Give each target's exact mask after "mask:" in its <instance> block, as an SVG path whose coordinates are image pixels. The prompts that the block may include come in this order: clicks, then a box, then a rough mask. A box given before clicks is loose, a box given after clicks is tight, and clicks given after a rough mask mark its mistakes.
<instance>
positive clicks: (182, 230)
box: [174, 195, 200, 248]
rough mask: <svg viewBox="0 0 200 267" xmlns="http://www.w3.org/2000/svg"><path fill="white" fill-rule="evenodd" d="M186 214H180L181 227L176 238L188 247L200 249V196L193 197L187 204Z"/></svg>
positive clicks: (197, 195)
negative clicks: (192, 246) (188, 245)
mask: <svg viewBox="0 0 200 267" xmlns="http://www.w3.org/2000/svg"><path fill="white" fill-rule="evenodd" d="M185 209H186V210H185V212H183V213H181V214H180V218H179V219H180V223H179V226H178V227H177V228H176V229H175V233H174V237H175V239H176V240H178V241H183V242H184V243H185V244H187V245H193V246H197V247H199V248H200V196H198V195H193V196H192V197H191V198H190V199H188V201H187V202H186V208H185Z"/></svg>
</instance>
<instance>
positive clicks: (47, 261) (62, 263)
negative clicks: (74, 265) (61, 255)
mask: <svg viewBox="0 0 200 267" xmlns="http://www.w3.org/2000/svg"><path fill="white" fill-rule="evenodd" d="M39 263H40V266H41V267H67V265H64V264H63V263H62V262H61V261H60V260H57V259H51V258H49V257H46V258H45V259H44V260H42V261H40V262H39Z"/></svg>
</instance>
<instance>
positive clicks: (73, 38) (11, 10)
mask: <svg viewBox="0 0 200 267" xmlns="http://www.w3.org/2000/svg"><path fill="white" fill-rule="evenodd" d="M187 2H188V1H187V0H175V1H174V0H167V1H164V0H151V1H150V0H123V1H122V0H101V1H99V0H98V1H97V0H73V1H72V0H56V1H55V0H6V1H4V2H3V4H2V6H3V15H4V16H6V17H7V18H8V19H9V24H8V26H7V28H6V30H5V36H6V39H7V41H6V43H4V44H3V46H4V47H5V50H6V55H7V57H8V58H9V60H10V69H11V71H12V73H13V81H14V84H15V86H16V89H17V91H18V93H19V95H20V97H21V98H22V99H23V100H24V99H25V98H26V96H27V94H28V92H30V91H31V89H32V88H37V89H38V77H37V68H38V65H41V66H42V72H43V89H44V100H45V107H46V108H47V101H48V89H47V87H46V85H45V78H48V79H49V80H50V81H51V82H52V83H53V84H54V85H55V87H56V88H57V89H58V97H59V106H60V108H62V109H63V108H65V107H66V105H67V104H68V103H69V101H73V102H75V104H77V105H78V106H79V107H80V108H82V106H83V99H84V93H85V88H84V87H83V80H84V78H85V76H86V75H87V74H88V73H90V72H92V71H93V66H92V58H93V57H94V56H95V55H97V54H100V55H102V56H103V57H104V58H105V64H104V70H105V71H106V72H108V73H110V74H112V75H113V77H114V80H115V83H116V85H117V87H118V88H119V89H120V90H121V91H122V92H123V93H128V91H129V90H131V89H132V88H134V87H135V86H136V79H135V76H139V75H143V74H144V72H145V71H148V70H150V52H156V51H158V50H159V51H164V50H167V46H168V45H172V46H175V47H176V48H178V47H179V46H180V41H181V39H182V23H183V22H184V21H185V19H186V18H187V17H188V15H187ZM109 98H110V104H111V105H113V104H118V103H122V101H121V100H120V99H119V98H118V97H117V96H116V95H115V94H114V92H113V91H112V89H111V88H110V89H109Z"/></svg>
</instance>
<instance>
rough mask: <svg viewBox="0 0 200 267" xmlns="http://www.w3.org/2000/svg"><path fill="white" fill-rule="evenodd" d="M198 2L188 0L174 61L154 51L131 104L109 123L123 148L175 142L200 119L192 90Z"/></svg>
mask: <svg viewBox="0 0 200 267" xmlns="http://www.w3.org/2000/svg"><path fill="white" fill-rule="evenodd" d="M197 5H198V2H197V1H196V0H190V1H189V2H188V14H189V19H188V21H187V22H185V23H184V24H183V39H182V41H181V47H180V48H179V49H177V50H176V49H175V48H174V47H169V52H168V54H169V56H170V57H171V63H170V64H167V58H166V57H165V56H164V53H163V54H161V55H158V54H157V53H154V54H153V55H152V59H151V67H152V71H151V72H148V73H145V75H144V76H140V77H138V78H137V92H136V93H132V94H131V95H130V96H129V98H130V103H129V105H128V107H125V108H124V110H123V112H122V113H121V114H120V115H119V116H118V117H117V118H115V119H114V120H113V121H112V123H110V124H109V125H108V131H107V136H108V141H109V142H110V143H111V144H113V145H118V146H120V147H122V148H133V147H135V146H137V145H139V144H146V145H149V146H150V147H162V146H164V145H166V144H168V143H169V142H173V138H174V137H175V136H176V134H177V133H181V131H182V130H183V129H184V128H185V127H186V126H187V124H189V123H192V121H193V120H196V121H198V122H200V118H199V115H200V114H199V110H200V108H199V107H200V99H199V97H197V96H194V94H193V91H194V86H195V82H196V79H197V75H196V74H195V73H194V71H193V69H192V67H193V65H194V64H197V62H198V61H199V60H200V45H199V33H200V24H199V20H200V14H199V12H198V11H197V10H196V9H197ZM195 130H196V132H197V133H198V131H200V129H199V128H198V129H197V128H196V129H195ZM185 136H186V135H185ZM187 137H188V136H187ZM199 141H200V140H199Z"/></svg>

++++++++++

PROBLEM
Output the entire listing exactly as written.

EXERCISE RESPONSE
Give each target's exact mask after "mask:" in its <instance> block, as an SVG path whose coordinates are image pixels. The prompts that the block may include come in this order: clicks, then a box, then a rough mask. A box given before clicks is loose, a box given after clicks is tight, and clicks given after a rough mask mark its mistakes.
<instance>
positive clicks: (182, 230)
box: [174, 195, 200, 248]
rough mask: <svg viewBox="0 0 200 267" xmlns="http://www.w3.org/2000/svg"><path fill="white" fill-rule="evenodd" d="M186 214H180L181 227L176 238L188 247L200 249V196L193 197L187 204Z"/></svg>
positive clicks: (197, 195)
negative clicks: (192, 246) (188, 245)
mask: <svg viewBox="0 0 200 267" xmlns="http://www.w3.org/2000/svg"><path fill="white" fill-rule="evenodd" d="M185 209H186V210H185V212H183V213H181V214H180V218H179V219H180V223H179V226H178V227H177V228H176V229H175V233H174V237H175V239H176V240H178V241H183V242H184V243H185V244H187V245H193V246H197V247H199V248H200V196H198V195H193V196H192V197H191V198H190V199H188V201H187V202H186V208H185Z"/></svg>
</instance>
<instance>
positive clicks: (47, 261) (62, 263)
negative clicks: (74, 265) (61, 255)
mask: <svg viewBox="0 0 200 267" xmlns="http://www.w3.org/2000/svg"><path fill="white" fill-rule="evenodd" d="M39 263H40V266H41V267H67V265H64V264H63V263H62V262H61V261H60V260H57V259H51V258H49V257H46V258H45V259H44V260H42V261H40V262H39Z"/></svg>
</instance>
<instance>
positive clicks: (73, 38) (11, 10)
mask: <svg viewBox="0 0 200 267" xmlns="http://www.w3.org/2000/svg"><path fill="white" fill-rule="evenodd" d="M187 2H188V1H187V0H175V1H174V0H167V1H164V0H151V1H150V0H123V1H122V0H101V1H99V0H98V1H97V0H73V1H72V0H56V1H55V0H6V1H4V2H3V4H2V6H3V15H4V16H6V17H7V18H8V19H9V24H8V26H7V28H6V30H5V36H6V39H7V41H6V43H4V44H3V46H4V47H5V50H6V55H7V57H8V58H9V60H10V69H11V71H12V73H13V81H14V84H15V86H16V89H17V91H18V93H19V95H20V97H21V98H22V99H23V100H24V99H25V98H26V96H27V94H28V92H30V91H31V89H32V88H37V89H38V77H37V68H38V65H41V66H42V72H43V89H44V100H45V107H46V108H47V101H48V89H47V87H46V85H45V78H48V79H49V80H50V81H51V82H52V83H53V84H54V85H55V87H56V88H57V89H58V97H59V106H60V108H62V109H63V108H65V107H66V105H67V104H68V103H69V101H73V102H75V104H77V105H78V106H79V107H80V108H82V106H83V99H84V93H85V88H84V87H83V80H84V78H85V76H86V75H87V74H88V73H90V72H92V71H93V66H92V58H93V57H94V56H95V55H97V54H100V55H102V56H103V57H104V58H105V64H104V70H105V71H106V72H108V73H110V74H112V75H113V77H114V80H115V83H116V85H117V87H118V88H119V89H120V90H121V91H122V92H123V93H128V91H129V90H131V89H132V88H134V87H135V86H136V79H135V76H139V75H143V74H144V72H145V71H148V70H150V52H156V51H158V50H159V51H164V50H167V46H168V45H172V46H175V47H176V48H178V47H179V46H180V41H181V39H182V23H183V22H184V21H185V19H186V18H187V17H188V15H187ZM109 98H110V104H111V105H113V104H118V103H122V101H121V100H120V99H119V98H118V97H117V96H116V95H115V94H114V92H113V91H112V89H111V88H110V89H109Z"/></svg>
</instance>
<instance>
rough mask: <svg viewBox="0 0 200 267" xmlns="http://www.w3.org/2000/svg"><path fill="white" fill-rule="evenodd" d="M198 2L188 0L174 61L154 51L131 104L109 123L123 148L175 142L200 119L192 90Z"/></svg>
mask: <svg viewBox="0 0 200 267" xmlns="http://www.w3.org/2000/svg"><path fill="white" fill-rule="evenodd" d="M197 5H198V2H197V1H196V0H190V1H189V2H188V14H189V19H188V21H187V22H185V23H184V24H183V39H182V41H181V47H180V48H179V49H177V50H176V49H175V48H174V47H169V52H168V54H169V56H170V57H171V63H170V64H167V58H166V57H165V56H164V53H163V54H161V55H158V54H157V53H154V54H153V55H152V59H151V67H152V71H151V72H148V73H145V75H144V76H140V77H138V78H137V92H136V93H132V94H131V95H130V96H129V98H130V103H129V105H128V107H125V108H124V110H123V112H122V113H121V114H120V115H119V116H118V117H117V118H115V119H114V120H113V121H112V123H110V124H109V125H108V131H107V136H108V141H109V142H110V143H111V144H113V145H118V146H120V147H122V148H133V147H135V146H137V145H139V144H146V145H149V146H150V147H162V146H164V145H166V144H168V143H169V142H173V138H174V137H175V136H176V134H177V133H181V131H182V130H183V129H184V128H185V127H186V126H187V124H189V123H192V121H193V120H196V121H198V122H200V118H199V115H200V114H199V110H200V108H199V107H200V99H199V97H197V96H194V94H193V91H194V86H195V82H196V79H197V75H196V74H195V73H194V71H193V69H192V67H193V65H194V64H197V62H198V61H199V60H200V45H199V33H200V24H199V20H200V14H199V12H198V11H197V10H196V9H197ZM195 130H196V132H197V133H198V131H200V129H199V128H198V129H197V128H196V129H195ZM185 136H186V135H185ZM187 137H188V136H187ZM199 141H200V140H199Z"/></svg>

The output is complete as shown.